# PROBLEM STATEMENT
Arrange the listing, from its start up to and including the line containing "[902,616,938,661]", as a two-column CSV with the headers "source" and "target". Each row should pair one piece of text with the answer that follows it, with each value in a single quoted field and any line breaks replaced by spaces.
■ ■ ■ ■ ■ ■ ■
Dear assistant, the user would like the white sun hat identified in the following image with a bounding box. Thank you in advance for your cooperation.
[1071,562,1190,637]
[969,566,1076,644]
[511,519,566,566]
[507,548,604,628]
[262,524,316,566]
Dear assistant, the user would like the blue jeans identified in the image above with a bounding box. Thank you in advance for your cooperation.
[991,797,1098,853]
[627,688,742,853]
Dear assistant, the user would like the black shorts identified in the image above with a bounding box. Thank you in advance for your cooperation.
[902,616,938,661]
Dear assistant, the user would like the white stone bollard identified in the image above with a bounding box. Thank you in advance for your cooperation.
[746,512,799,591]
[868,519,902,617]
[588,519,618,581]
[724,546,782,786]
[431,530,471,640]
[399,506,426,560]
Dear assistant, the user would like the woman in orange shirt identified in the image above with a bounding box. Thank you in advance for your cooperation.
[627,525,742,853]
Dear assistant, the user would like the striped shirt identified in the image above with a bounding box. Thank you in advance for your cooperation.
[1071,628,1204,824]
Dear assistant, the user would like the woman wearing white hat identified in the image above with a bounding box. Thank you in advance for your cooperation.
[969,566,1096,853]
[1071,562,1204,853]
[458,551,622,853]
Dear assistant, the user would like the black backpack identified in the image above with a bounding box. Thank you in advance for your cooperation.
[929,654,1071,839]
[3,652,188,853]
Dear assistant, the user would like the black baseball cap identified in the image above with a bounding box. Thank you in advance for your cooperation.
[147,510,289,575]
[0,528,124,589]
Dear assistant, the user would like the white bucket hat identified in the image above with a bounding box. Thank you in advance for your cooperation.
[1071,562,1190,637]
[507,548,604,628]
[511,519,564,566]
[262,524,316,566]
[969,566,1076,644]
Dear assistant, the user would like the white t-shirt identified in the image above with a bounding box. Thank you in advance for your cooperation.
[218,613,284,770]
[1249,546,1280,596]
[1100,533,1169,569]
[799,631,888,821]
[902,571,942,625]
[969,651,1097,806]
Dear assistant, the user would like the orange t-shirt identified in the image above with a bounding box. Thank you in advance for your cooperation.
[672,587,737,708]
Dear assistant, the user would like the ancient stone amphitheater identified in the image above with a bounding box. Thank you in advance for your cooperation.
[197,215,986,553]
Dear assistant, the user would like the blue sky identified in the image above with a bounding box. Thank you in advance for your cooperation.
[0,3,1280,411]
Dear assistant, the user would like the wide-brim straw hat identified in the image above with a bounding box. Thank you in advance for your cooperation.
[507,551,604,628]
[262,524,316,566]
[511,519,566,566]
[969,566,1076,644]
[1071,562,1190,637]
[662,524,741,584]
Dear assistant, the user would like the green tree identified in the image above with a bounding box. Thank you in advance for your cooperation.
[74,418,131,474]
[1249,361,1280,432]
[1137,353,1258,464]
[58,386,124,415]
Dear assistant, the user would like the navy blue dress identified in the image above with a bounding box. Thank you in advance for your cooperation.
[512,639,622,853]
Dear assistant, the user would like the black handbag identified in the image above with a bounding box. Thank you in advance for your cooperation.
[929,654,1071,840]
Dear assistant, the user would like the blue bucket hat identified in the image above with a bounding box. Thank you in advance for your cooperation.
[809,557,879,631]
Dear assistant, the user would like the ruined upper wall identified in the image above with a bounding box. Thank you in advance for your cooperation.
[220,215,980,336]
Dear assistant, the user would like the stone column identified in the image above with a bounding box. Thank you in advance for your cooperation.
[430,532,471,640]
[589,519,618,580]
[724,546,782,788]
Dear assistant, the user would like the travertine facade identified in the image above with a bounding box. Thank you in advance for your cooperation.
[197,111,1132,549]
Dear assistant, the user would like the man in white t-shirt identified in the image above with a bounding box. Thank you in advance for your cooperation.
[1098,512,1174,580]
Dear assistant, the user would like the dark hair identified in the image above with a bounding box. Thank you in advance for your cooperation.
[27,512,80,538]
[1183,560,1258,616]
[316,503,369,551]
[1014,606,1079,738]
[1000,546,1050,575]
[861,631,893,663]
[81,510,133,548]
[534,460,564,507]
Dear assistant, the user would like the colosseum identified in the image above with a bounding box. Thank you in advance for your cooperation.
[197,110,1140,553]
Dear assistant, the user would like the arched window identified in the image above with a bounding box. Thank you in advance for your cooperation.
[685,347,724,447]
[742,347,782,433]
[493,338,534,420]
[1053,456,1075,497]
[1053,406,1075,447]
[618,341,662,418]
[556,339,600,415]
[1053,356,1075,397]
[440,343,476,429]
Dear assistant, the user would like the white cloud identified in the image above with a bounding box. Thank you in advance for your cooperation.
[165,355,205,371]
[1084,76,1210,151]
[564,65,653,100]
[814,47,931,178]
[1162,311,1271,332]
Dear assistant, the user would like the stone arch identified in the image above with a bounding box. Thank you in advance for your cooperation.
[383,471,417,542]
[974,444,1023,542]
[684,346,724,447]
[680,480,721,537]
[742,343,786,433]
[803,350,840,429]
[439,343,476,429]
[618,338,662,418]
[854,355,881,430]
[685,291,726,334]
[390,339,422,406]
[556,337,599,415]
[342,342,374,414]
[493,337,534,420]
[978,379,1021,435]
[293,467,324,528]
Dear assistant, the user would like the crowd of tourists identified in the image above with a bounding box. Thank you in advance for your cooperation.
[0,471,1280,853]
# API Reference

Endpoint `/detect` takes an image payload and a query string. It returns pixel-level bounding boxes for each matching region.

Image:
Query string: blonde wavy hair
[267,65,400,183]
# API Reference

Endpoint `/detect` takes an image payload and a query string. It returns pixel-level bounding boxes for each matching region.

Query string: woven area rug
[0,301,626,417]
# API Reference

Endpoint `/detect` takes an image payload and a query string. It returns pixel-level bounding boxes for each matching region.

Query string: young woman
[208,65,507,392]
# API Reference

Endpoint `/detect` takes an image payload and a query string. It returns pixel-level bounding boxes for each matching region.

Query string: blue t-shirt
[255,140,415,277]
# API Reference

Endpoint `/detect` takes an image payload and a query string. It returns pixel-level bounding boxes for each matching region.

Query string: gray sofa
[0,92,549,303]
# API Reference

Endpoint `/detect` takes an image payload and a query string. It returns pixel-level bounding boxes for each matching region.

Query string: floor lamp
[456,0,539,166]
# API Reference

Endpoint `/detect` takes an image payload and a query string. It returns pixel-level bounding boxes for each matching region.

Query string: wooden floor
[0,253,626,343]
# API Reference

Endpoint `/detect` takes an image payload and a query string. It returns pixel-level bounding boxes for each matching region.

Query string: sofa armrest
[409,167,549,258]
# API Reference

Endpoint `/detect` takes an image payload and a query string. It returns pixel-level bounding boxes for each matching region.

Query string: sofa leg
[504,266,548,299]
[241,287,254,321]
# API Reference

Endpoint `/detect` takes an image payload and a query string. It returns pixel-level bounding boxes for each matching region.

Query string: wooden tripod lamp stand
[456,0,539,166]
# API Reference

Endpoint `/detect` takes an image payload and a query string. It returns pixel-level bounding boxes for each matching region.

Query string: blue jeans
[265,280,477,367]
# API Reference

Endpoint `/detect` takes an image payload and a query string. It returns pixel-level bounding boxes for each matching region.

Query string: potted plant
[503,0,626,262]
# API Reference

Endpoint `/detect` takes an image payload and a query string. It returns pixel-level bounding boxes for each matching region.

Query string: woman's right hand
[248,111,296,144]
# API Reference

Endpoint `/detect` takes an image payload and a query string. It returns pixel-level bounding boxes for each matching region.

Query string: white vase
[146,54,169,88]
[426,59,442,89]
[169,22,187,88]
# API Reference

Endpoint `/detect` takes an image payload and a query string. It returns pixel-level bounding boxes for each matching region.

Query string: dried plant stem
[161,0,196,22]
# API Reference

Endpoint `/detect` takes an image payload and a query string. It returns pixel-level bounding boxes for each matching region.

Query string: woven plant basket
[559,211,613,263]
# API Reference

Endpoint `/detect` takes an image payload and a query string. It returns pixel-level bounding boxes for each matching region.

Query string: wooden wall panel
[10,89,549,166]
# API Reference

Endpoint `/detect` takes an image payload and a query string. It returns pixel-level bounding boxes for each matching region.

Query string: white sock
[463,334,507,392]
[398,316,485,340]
■ ■ ■ ■ ■ ■ ■
# EXERCISE RESULT
source,target
"Dear assistant, the user would like the white sun hat identified in the following image with a bounding box. Thank you in advance for your cooperation.","[1071,562,1190,637] [969,566,1076,644] [511,519,566,566] [507,548,604,628] [262,524,316,566]"
"Dear assistant, the user would like the blue jeans identified in the image above with a bounding box. Thank you in advance for your cooperation.","[991,797,1098,853] [627,688,742,853]"
"Dear assistant, the user would like the black shorts identified in the image above with a bounding box. Thank you in advance for your cooperation.","[902,616,938,661]"